#### TASK TO CARRY OUT
Reproduce every one of the rows below word for word, leaving out nothing and changing nothing.

Begin SOURCE DATA

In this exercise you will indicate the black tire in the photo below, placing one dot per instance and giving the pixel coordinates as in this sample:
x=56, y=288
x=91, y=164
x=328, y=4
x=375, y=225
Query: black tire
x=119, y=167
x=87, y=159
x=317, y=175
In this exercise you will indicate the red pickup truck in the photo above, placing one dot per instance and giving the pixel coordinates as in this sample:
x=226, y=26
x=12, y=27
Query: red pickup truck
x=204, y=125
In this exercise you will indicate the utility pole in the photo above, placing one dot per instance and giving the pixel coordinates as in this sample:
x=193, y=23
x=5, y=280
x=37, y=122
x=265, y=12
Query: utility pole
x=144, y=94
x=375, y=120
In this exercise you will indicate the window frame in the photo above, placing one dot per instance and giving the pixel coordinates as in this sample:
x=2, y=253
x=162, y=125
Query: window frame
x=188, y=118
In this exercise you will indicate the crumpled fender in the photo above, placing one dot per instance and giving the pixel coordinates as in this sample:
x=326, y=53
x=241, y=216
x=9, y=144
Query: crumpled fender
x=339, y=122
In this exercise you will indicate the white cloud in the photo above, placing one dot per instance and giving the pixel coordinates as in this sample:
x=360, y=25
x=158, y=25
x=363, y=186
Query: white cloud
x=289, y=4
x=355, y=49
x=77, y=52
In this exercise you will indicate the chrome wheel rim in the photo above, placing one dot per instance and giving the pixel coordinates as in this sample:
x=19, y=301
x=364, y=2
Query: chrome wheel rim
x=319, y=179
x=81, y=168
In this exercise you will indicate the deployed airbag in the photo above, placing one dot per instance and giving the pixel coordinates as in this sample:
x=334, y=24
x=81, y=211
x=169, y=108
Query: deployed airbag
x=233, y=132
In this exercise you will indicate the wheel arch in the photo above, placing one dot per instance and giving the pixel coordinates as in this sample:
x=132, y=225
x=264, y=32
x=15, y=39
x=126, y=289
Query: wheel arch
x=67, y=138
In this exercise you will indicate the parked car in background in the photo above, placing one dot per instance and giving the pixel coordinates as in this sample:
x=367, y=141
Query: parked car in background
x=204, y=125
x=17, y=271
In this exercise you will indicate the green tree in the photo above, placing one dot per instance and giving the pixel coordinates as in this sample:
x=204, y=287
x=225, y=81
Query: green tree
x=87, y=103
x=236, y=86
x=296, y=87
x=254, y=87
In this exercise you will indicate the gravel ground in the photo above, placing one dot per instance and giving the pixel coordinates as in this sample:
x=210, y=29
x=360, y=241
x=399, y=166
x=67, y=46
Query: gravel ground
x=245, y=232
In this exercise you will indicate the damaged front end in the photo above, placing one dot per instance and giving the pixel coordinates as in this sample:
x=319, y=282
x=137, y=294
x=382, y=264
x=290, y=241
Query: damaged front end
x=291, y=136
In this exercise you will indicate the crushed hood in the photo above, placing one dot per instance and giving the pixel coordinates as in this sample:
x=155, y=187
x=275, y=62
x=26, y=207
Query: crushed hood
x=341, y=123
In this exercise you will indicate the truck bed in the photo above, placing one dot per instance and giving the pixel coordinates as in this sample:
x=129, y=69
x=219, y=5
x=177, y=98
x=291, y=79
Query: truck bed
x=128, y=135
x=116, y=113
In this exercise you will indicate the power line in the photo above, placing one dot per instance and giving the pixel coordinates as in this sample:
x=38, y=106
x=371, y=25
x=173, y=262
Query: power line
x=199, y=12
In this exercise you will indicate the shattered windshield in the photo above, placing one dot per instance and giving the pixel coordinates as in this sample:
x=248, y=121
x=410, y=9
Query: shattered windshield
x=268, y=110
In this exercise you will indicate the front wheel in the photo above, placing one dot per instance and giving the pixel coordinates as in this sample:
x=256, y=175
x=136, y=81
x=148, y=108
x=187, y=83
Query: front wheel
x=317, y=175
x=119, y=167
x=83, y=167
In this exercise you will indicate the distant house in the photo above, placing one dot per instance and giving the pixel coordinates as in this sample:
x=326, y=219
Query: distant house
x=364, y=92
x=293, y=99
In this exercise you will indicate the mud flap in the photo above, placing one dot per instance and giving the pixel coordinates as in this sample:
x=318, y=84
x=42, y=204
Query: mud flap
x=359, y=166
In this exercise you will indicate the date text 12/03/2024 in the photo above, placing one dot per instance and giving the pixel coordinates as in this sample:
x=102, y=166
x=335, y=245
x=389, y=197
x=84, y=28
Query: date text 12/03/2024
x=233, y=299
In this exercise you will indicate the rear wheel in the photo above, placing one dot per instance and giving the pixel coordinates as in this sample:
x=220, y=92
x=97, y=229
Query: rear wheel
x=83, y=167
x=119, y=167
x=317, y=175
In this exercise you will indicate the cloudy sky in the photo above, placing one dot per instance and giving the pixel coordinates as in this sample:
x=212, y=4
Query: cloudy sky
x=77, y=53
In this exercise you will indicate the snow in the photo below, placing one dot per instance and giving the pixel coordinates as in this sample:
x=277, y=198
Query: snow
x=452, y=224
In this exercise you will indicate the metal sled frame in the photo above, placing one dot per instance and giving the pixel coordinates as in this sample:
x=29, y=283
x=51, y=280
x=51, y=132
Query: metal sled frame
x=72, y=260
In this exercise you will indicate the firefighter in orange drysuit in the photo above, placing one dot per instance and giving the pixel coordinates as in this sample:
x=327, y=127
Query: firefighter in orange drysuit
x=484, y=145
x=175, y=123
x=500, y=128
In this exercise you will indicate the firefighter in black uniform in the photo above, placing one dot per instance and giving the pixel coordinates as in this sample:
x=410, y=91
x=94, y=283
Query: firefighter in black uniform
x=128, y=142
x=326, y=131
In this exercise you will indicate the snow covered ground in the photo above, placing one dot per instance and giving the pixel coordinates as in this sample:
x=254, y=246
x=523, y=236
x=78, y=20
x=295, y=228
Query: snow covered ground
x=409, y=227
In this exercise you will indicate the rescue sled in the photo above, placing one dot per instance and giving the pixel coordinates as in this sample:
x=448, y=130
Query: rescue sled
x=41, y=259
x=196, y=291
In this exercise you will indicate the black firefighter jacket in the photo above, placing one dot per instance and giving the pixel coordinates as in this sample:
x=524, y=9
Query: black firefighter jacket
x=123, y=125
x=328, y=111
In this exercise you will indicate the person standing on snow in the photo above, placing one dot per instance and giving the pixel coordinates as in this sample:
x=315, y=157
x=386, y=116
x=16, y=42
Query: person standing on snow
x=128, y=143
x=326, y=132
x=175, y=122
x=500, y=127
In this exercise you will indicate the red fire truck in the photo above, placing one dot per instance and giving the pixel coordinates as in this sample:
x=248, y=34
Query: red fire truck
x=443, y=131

End SOURCE DATA

#### WRITTEN SOLUTION
In this exercise you will indicate the black tire in the photo below, placing one dot per instance and giving the pixel coordinates as in this sample:
x=56, y=288
x=91, y=164
x=328, y=4
x=375, y=225
Query: black tire
x=119, y=167
x=87, y=159
x=317, y=175
In this exercise you will indicate the red pickup truck in the photo above, placing one dot per instance and giving the pixel coordinates as in this sample:
x=226, y=26
x=12, y=27
Query: red pickup truck
x=204, y=125
In this exercise you will indicate the utility pole in the photo above, placing one dot per instance and giving the pixel coordinates as in this sample:
x=193, y=23
x=5, y=280
x=37, y=122
x=265, y=12
Query: utility pole
x=144, y=94
x=375, y=120
In this exercise you will indicate the window frame in the photo above, placing one dot per instance and giving the pixel coordinates as in this sample:
x=2, y=253
x=162, y=125
Query: window frame
x=188, y=118
In this exercise you will indicate the crumpled fender in the photo above, placing one dot per instance and giving the pixel coordinates as in this sample:
x=326, y=53
x=241, y=216
x=9, y=144
Query: crumpled fender
x=339, y=122
In this exercise you will indicate the white cloud in the photo above, placing one dot per instance and giving the pixel coordinates as in this sample:
x=360, y=25
x=158, y=25
x=363, y=186
Query: white cloud
x=289, y=4
x=355, y=49
x=77, y=52
In this exercise you will indicate the chrome wheel rim in the photo above, placing one dot per instance and giving the pixel coordinates as in this sample:
x=19, y=301
x=364, y=2
Query: chrome wheel rim
x=319, y=179
x=81, y=168
In this exercise you will indicate the deployed airbag in the photo above, placing one dot per instance and giving the pixel coordinates as in this sample:
x=334, y=24
x=81, y=211
x=169, y=108
Query: deployed airbag
x=233, y=132
In this exercise you will indicate the wheel arch in the photo above, placing one dot per instance and giving the pixel coordinates as in this sample:
x=132, y=225
x=264, y=32
x=15, y=39
x=126, y=289
Query: wheel arch
x=67, y=138
In this exercise you will indicate the parked car in background in the photo above, placing one dot per instance and giving the pixel coordinates as in this sample:
x=367, y=141
Query: parked car in background
x=204, y=125
x=17, y=271
In this exercise you will indicate the green tree in the photo above, placing one dot per instance and giving the pixel coordinates as in this sample:
x=204, y=287
x=225, y=81
Query: green tree
x=87, y=103
x=236, y=86
x=296, y=87
x=254, y=87
In this exercise you will indicate the gravel ground in the photo above, placing one dot per instance and giving the pixel coordinates as in this sample:
x=210, y=29
x=360, y=241
x=399, y=166
x=67, y=46
Query: gravel ground
x=245, y=232
In this exercise you will indicate the damaged front end in the photo above, placing one dot per instance and giving the pixel coordinates as in this sample:
x=319, y=282
x=137, y=294
x=382, y=264
x=290, y=241
Query: damaged front end
x=291, y=136
In this exercise you will indicate the crushed hood in the photo above, placing one dot per instance and giving the pixel coordinates as in this sample:
x=155, y=187
x=275, y=62
x=26, y=207
Query: crushed hood
x=341, y=123
In this exercise you will indicate the truck bed in the photo above, placing one dot per instance and giving the pixel coordinates as in this sample:
x=129, y=69
x=219, y=5
x=177, y=98
x=291, y=79
Query: truck bed
x=128, y=135
x=116, y=113
In this exercise you will indicate the power line in the photo above, placing one dot per instance and giving the pixel coordinates as in this sample:
x=38, y=106
x=371, y=25
x=173, y=262
Query: power line
x=199, y=12
In this exercise you will indicate the shattered windshield in the photo above, placing one dot per instance and giving the pixel coordinates as in this sample:
x=248, y=121
x=410, y=9
Query: shattered windshield
x=268, y=110
In this exercise you will indicate the front wheel in the photo above, placing one dot per instance and giving the pixel coordinates as in this sample:
x=256, y=175
x=136, y=81
x=148, y=108
x=187, y=83
Query: front wheel
x=317, y=175
x=119, y=167
x=83, y=167
In this exercise you will indicate the distant house in the photo above, placing one dot per instance and giving the pixel coordinates as in this sample:
x=326, y=219
Query: distant house
x=364, y=92
x=293, y=99
In this exercise you will indicate the mud flap in the photo above, placing one dot per instance and giving the pixel coordinates as in this sample:
x=318, y=84
x=42, y=204
Query: mud flap
x=359, y=166
In this exercise you will indicate the date text 12/03/2024 in the photo above, placing one dot per instance and giving the pixel coordinates as in this sample:
x=102, y=166
x=335, y=245
x=389, y=197
x=84, y=28
Query: date text 12/03/2024
x=233, y=299
In this exercise you will indicate the rear wheel in the photo above, placing one dot per instance and giving the pixel coordinates as in this sample:
x=220, y=92
x=97, y=229
Query: rear wheel
x=83, y=167
x=119, y=167
x=317, y=175
In this exercise you will indicate the cloudy sky in the photo above, placing one dot per instance and giving the pixel coordinates as in this sample:
x=212, y=4
Query: cloudy sky
x=77, y=53
In this exercise you will indicate the snow in the photo below, placing one dot per instance and giving the pixel coordinates as in this sample:
x=277, y=198
Query: snow
x=452, y=224
In this exercise you will indicate the metal sled frame in the photo above, placing one dot per instance and giving the pixel coordinates as in this sample:
x=29, y=283
x=51, y=280
x=51, y=132
Query: metal sled frame
x=72, y=260
In this exercise you will indicate the firefighter in orange drysuit in the photo above, placing one dot per instance and giving the pixel coordinates as in this sample:
x=327, y=127
Query: firefighter in orange drysuit
x=484, y=145
x=175, y=123
x=500, y=128
In this exercise you will indicate the firefighter in black uniform in the photo above, placing one dot per instance and giving the pixel coordinates as in this sample:
x=410, y=91
x=94, y=283
Query: firefighter in black uniform
x=128, y=142
x=326, y=131
In this exercise you will indicate the snow covered ground in the photo above, placing one dot per instance and giving the pixel coordinates as in this sample:
x=254, y=246
x=523, y=236
x=78, y=20
x=295, y=228
Query: snow covered ground
x=409, y=227
In this exercise you will indicate the rescue sled in the photo above, placing one dot per instance and giving the pixel coordinates as in this sample:
x=448, y=130
Query: rescue sled
x=41, y=259
x=196, y=291
In this exercise you will indicate the black firefighter jacket in the photo above, placing one dot per instance and giving the pixel coordinates as in this sample:
x=524, y=9
Query: black firefighter jacket
x=123, y=125
x=328, y=111
In this exercise you will indicate the person standing on snow in the photo above, placing one dot per instance and giving the pixel coordinates as in this sample:
x=315, y=157
x=386, y=116
x=16, y=42
Query: person standing on snow
x=128, y=143
x=326, y=132
x=175, y=122
x=500, y=127
In this exercise you will indicate the red fire truck in the photo above, placing one dot per instance and giving the pixel coordinates as in this sample:
x=248, y=34
Query: red fire truck
x=443, y=131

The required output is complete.